** Problem to work on **
Reproduce every record below word for word and include no pictures.

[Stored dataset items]
((

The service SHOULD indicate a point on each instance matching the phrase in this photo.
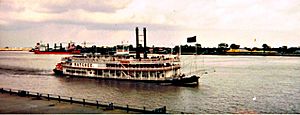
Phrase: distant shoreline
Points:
(15, 49)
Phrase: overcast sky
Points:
(168, 22)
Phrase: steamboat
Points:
(153, 68)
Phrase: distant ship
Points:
(44, 49)
(154, 68)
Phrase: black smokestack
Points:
(145, 46)
(137, 43)
(47, 46)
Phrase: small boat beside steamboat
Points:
(152, 68)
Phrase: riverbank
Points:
(13, 104)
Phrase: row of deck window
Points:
(110, 73)
(81, 64)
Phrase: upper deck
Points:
(153, 59)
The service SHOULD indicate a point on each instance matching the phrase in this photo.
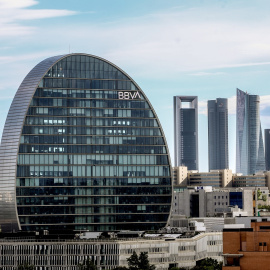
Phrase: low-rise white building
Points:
(163, 252)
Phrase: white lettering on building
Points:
(128, 95)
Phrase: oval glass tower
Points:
(82, 148)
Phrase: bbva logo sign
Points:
(128, 95)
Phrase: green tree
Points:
(87, 265)
(208, 264)
(26, 266)
(140, 262)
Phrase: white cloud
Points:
(207, 73)
(13, 12)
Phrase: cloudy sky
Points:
(174, 47)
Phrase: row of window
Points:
(122, 201)
(92, 190)
(137, 218)
(85, 130)
(87, 149)
(85, 121)
(91, 210)
(57, 139)
(79, 93)
(65, 80)
(101, 112)
(55, 159)
(127, 182)
(87, 103)
(104, 171)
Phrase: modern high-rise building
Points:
(267, 148)
(218, 157)
(186, 131)
(249, 142)
(83, 149)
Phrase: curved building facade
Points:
(82, 148)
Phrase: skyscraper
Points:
(82, 148)
(267, 148)
(186, 131)
(249, 142)
(218, 157)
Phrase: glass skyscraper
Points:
(267, 148)
(249, 142)
(218, 157)
(186, 131)
(82, 148)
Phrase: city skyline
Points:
(250, 157)
(83, 148)
(186, 132)
(198, 48)
(218, 156)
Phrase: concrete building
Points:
(249, 142)
(218, 148)
(164, 251)
(184, 177)
(205, 202)
(82, 148)
(186, 131)
(267, 148)
(255, 180)
(247, 249)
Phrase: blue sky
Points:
(173, 47)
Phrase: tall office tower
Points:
(186, 132)
(267, 148)
(82, 148)
(249, 142)
(218, 158)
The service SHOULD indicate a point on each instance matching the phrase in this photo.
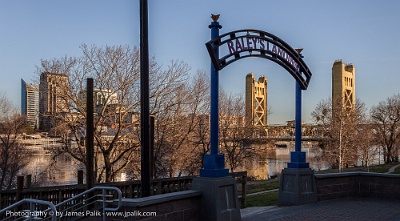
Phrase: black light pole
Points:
(89, 134)
(144, 100)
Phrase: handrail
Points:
(64, 206)
(31, 211)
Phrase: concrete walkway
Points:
(357, 209)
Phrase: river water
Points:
(46, 171)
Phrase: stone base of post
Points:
(214, 166)
(297, 186)
(219, 200)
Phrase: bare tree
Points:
(175, 152)
(13, 155)
(116, 74)
(340, 126)
(386, 122)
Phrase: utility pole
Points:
(144, 101)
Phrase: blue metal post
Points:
(298, 119)
(214, 163)
(298, 158)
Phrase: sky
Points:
(363, 32)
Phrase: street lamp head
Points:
(215, 17)
(299, 50)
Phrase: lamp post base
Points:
(219, 200)
(214, 166)
(297, 186)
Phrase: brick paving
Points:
(357, 209)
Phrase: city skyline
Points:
(360, 32)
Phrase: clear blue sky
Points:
(363, 32)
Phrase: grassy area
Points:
(265, 199)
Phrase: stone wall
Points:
(357, 184)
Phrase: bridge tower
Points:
(343, 85)
(256, 101)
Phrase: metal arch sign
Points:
(254, 43)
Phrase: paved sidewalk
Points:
(357, 209)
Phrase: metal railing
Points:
(87, 203)
(35, 211)
(129, 189)
(90, 203)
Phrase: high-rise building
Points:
(343, 85)
(256, 100)
(53, 98)
(30, 103)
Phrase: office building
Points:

))

** Solved problem **
The service SHOULD indicate a point on each instance matching the phrase in this photo.
Phrase: distant shoreline
Points:
(15, 49)
Phrase: overcast sky
Points:
(168, 22)
Phrase: steamboat
Points:
(153, 68)
Phrase: distant ship
Points:
(44, 49)
(154, 68)
Phrase: black smokestack
Points:
(145, 46)
(137, 43)
(47, 46)
Phrase: small boat beside steamboat
Points:
(152, 68)
Phrase: riverbank
Points:
(13, 104)
Phrase: row of deck window
Points:
(110, 73)
(81, 64)
Phrase: upper deck
Points:
(153, 59)
The service SHOULD indicate a point on each instance matching the phrase in this photo.
Phrase: low-rise white building
Points:
(163, 252)
Phrase: white lettering on building
Points:
(128, 95)
Phrase: oval glass tower
Points:
(82, 148)
Phrase: bbva logo sign
Points:
(128, 95)
Phrase: green tree
Points:
(87, 265)
(208, 264)
(26, 266)
(140, 262)
Phrase: white cloud
Points:
(207, 73)
(13, 12)
Phrase: cloudy sky
Points:
(174, 47)
Phrase: row of window
Points:
(122, 201)
(92, 190)
(137, 218)
(85, 130)
(87, 149)
(85, 121)
(91, 210)
(57, 139)
(79, 93)
(65, 80)
(101, 112)
(55, 159)
(127, 182)
(87, 103)
(104, 171)
Phrase: modern high-rise building
Points:
(267, 148)
(218, 157)
(186, 131)
(249, 142)
(83, 149)
Phrase: curved building facade
Points:
(82, 148)
Phrase: skyscraper
Points:
(82, 148)
(267, 148)
(186, 131)
(249, 142)
(218, 157)
Phrase: glass skyscraper
Points:
(267, 148)
(249, 142)
(218, 157)
(186, 131)
(82, 148)
Phrase: city skyline
Points:
(250, 157)
(83, 148)
(186, 132)
(198, 48)
(218, 156)
Phrase: concrete building
Points:
(249, 142)
(218, 148)
(164, 251)
(184, 177)
(205, 202)
(82, 148)
(186, 131)
(267, 148)
(255, 180)
(247, 249)
Phrase: blue sky
Points:
(173, 47)
Phrase: tall office tower
Points:
(186, 132)
(267, 148)
(82, 148)
(249, 142)
(218, 158)
The service SHOULD indicate a point on each instance matching the phrase in this photo.
Phrase: black light pole
Points:
(89, 134)
(144, 100)
Phrase: handrail
Points:
(64, 206)
(31, 211)
Phrase: concrete walkway
Points:
(357, 209)
Phrase: river water
Points:
(46, 171)
Phrase: stone base of post
Points:
(214, 166)
(297, 186)
(219, 200)
Phrase: bare tree
Points:
(175, 152)
(13, 155)
(116, 74)
(340, 126)
(386, 122)
Phrase: utility pole
Points:
(144, 101)
Phrase: blue metal post
Points:
(298, 119)
(214, 163)
(298, 158)
Phrase: sky
Points:
(363, 32)
Phrase: street lamp head
Points:
(215, 17)
(299, 50)
Phrase: lamp post base
Points:
(219, 200)
(214, 166)
(297, 186)
Phrase: brick paving
Points:
(357, 209)
Phrase: city skyline
Points:
(360, 32)
Phrase: clear blue sky
Points:
(363, 32)
Phrase: grassy area
Points:
(265, 199)
Phrase: stone wall
Points:
(357, 184)
Phrase: bridge tower
Points:
(343, 85)
(256, 101)
Phrase: metal arch sign
Points:
(254, 43)
Phrase: paved sidewalk
Points:
(357, 209)
Phrase: metal railing
Points:
(87, 203)
(35, 211)
(129, 189)
(90, 203)
Phrase: high-rise building
Points:
(343, 85)
(256, 100)
(53, 98)
(30, 103)
Phrase: office building
Points:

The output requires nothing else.